### STATED GOAL
Word for word, transcribe the lines below and drop the pictures.

::::::::

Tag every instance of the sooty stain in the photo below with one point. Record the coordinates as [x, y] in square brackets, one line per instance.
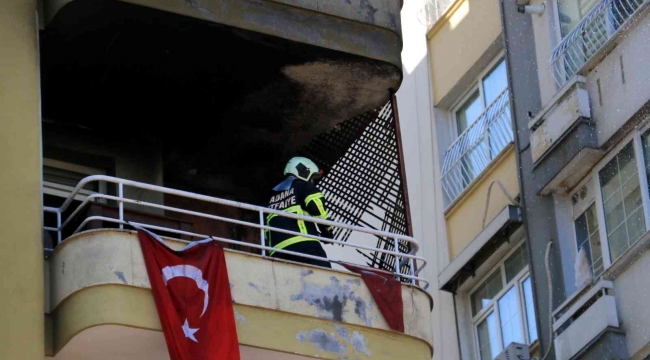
[120, 275]
[341, 330]
[304, 273]
[368, 10]
[330, 300]
[359, 343]
[322, 340]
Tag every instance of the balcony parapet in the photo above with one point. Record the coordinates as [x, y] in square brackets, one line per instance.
[98, 277]
[477, 147]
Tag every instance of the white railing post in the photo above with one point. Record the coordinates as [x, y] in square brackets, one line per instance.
[411, 262]
[397, 262]
[58, 227]
[262, 232]
[120, 194]
[401, 259]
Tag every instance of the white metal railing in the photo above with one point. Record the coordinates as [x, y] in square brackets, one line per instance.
[477, 146]
[416, 263]
[590, 35]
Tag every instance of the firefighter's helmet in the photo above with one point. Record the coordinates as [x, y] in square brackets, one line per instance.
[303, 169]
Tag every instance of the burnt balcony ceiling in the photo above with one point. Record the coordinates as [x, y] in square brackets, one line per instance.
[230, 97]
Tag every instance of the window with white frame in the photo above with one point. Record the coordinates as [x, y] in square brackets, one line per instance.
[502, 306]
[615, 217]
[622, 203]
[489, 86]
[588, 238]
[570, 12]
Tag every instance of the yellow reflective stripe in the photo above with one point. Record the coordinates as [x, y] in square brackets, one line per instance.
[291, 241]
[296, 209]
[302, 226]
[321, 209]
[313, 197]
[270, 217]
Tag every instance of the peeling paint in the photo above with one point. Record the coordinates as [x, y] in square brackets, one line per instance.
[258, 289]
[367, 11]
[240, 318]
[358, 341]
[341, 330]
[322, 340]
[120, 275]
[331, 343]
[204, 10]
[331, 300]
[304, 273]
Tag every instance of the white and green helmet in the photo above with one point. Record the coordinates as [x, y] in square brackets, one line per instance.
[302, 168]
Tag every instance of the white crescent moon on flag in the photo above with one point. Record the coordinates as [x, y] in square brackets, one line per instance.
[190, 272]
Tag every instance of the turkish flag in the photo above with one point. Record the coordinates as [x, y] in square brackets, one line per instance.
[192, 295]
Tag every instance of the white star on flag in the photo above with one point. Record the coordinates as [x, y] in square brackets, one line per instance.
[189, 332]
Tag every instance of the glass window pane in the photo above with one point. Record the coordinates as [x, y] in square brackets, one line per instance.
[487, 338]
[587, 237]
[516, 262]
[469, 112]
[510, 317]
[645, 140]
[624, 216]
[495, 82]
[486, 292]
[530, 310]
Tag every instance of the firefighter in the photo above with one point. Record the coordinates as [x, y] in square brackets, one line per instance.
[298, 194]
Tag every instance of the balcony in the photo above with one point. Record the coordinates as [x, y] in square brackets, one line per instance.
[592, 36]
[253, 81]
[99, 291]
[588, 322]
[477, 147]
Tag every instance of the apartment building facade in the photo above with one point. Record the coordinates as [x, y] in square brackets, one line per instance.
[180, 116]
[580, 107]
[483, 267]
[562, 267]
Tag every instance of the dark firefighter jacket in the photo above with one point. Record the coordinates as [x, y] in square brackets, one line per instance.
[298, 197]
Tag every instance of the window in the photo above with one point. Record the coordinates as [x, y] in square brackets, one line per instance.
[622, 203]
[609, 222]
[489, 87]
[587, 237]
[571, 12]
[502, 306]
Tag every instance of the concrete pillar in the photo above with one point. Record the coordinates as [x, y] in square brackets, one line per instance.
[21, 255]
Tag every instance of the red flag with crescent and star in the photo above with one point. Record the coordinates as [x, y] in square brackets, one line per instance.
[192, 295]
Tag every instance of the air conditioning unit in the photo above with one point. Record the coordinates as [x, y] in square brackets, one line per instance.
[514, 351]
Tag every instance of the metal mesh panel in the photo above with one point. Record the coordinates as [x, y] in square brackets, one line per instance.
[362, 181]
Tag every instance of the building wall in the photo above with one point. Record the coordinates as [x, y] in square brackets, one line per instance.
[128, 158]
[458, 40]
[21, 254]
[632, 292]
[464, 219]
[421, 158]
[620, 84]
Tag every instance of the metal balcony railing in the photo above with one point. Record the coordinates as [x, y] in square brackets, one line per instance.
[477, 146]
[65, 218]
[593, 32]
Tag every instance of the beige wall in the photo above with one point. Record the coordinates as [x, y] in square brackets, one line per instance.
[98, 278]
[464, 219]
[21, 254]
[458, 40]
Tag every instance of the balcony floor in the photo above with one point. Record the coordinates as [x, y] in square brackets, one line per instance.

::::::::

### THE COMPLETED TASK
Tag every instance of the sooty stain in the photo below with one point. Record the coordinates as [x, y] in square brackets, one line per instance.
[120, 275]
[341, 330]
[304, 273]
[368, 10]
[330, 300]
[359, 343]
[322, 340]
Tag every instance of the balcony parapet in the photo above with one point. Record the coordinates as [x, y] in square brackets, one line per instance.
[98, 277]
[477, 147]
Tag every instance of the white railing post in the photo above with one point. Record the coordinates as [x, y] in square brackets, one line per instance.
[411, 262]
[397, 262]
[58, 227]
[262, 232]
[120, 194]
[401, 259]
Tag every instance of the white metal railing in the photo above with one point. Record the coordinates as [x, y] in square brackets, one line per instance.
[477, 146]
[416, 263]
[590, 35]
Tag every instance of the firefighter's helmet in the photo above with one point. Record the coordinates as [x, y] in square brackets, one line per instance.
[303, 169]
Tag every instance of the burnt balcony ceiling in the photo above with one point. Record the coordinates as [x, y] in square brackets, one line per instance.
[230, 97]
Tag every instance of the window with white frame in the photo above with one point. Record the coordinates as [x, y] in square brackets, one line per instance.
[502, 306]
[615, 217]
[622, 203]
[489, 86]
[588, 238]
[570, 12]
Tag every instance of the yellow reflective stripe in the photo above with one point. Record the coordinates as [x, y] in square brackets, one line per instance.
[291, 241]
[296, 209]
[302, 226]
[321, 209]
[313, 197]
[270, 217]
Tag every instance of the peeling paint in the photo above with one point. Record the coordinates as [x, y] in square brackets, one line per instance.
[258, 289]
[367, 11]
[240, 318]
[358, 341]
[341, 330]
[322, 340]
[120, 275]
[331, 343]
[204, 10]
[331, 300]
[304, 273]
Tag every instance of the white and green helmet in the photo above with one point. Record the coordinates as [x, y] in square brackets, one line per instance.
[302, 168]
Tag every instance of the white crescent moon on flag in the photo above with one point. Record the coordinates as [x, y] in square brackets, one line per instance.
[190, 272]
Tag every instance of the turkish flag in the photo above with one point. Record the coordinates as [x, y] in square brackets, one line per instance.
[192, 295]
Tag every instance of the white star on flag in the photo above with one point. Record the coordinates as [x, y] in square brackets, one line per instance.
[189, 332]
Tag every instance of the glass window pane in the photo above with one point. Record the coordinates as [x, y] in square brackets, one line per instance.
[487, 338]
[587, 237]
[516, 262]
[469, 112]
[510, 317]
[645, 140]
[624, 216]
[495, 82]
[486, 292]
[530, 310]
Tag every instance of the firefighter in the photo above with one point. Record the coordinates as [x, y] in square brackets, one line per instance.
[298, 194]
Tag every instance of the balcony in the photo above with one point. Record the coordinates as [x, y] in square brackets, one line per instance.
[592, 36]
[253, 81]
[99, 291]
[588, 322]
[477, 147]
Tag every instance of the apartment building facade in the photo above with one point. Record the coordinates as [x, y] in square brackets, one line per instance.
[180, 116]
[580, 107]
[483, 267]
[562, 267]
Tag every instance of the dark firefighter jacket in the photo above with one point. Record the coordinates as [x, y] in square brackets, one line per instance.
[298, 197]
Tag every instance of the window in the photo above with one point. Record the coordinates as [x, y] in square brackets, one line per instance.
[622, 203]
[609, 222]
[489, 87]
[587, 237]
[571, 12]
[502, 306]
Tag every instance of the concrete pillar in the photo above with one point. Record the coordinates as [x, y] in square brackets, one line per instance.
[21, 255]
Tag every instance of the red flag with crescent and star in the photo above with one point. Record the coordinates as [x, y] in square brackets, one line per instance.
[192, 295]
Tag every instance of the air conditioning unit in the photo above with one point. Record the coordinates as [x, y] in square brackets, one line per instance.
[514, 351]
Tag every instance of the metal mesh panel in the photo above with one point. Record the coordinates as [x, y] in square brackets, one line per instance.
[362, 181]
Tag every instance of the building wall in the photo above with one point. Record the coordinates as [x, y] in square brackets, one line per instance.
[128, 158]
[458, 40]
[21, 254]
[632, 292]
[464, 219]
[421, 158]
[620, 84]
Tag every instance of the metal balcony railing in the photo above with one point. Record the coordinates as [x, y] in square brackets, one line per instance.
[477, 146]
[65, 218]
[593, 32]
Tag every instance of the beige wall in the photo above with one point. Record the coordinates as [x, y] in square brackets, one line per instance.
[98, 278]
[464, 219]
[21, 254]
[458, 40]
Tag every instance of the balcony floor in the photo above with one point. Record the coordinates as [x, y] in square brackets, one line per instance.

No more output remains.